## Problem to solve:
Transcribe, with complete accuracy, all of the entries below except for the pictures.

***** Records supplied *****

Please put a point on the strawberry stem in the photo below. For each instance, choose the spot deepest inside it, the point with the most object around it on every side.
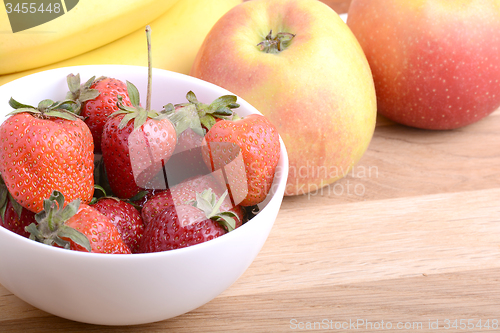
(150, 69)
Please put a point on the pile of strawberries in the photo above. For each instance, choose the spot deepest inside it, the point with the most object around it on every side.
(99, 172)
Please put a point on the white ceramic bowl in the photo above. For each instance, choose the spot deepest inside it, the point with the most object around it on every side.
(130, 289)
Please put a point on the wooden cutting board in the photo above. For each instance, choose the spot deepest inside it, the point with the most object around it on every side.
(410, 237)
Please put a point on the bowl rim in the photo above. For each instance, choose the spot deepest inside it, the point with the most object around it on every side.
(278, 185)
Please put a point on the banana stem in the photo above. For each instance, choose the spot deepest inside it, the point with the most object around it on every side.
(150, 69)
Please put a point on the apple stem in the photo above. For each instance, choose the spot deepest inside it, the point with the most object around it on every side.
(277, 44)
(150, 69)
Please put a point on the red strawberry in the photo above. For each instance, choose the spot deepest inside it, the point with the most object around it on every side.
(185, 192)
(136, 142)
(99, 100)
(247, 152)
(12, 215)
(45, 149)
(186, 225)
(77, 227)
(125, 217)
(134, 152)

*****

## Written answer:
Please put a point on the strawberry stem in the photo below. For each instance, choose the spot deepest inside it, the point with the most object around it on every side.
(150, 69)
Please put a point on the pile of strawberries in the photo above. For each instance, choose the spot deepest inside it, the point with the most object around it on every side.
(99, 172)
Please put a point on the white ceramic bowl in the photo above. For each instance, choose the spot deepest inside it, the point with the most object around it on every side.
(130, 289)
Please put a point on the wooden cutting board in the photo above. For each instance, choose the spot deepest inside it, the point with the most object around it on every side.
(410, 237)
Please put a point on the bowl rim in the photo above. For each instance, choose the spot deepest inside it, the point with the most object around it on every side.
(278, 185)
Please put a point on the banana stem in the photo above. For each instance, choose the spot deepest inside it, the point with the most object around it on every side.
(150, 69)
Please put a point on the apple stem in the photo above. For each instance, choose the spot deepest inside it, the point with the most object around it on every side.
(277, 44)
(150, 69)
Please put a point on the red strawberry in the photo above. For each instance, choose the spot deepest inside it, the point with the most object around it on every side.
(185, 192)
(136, 142)
(99, 100)
(247, 152)
(12, 215)
(45, 149)
(186, 225)
(77, 227)
(125, 217)
(134, 152)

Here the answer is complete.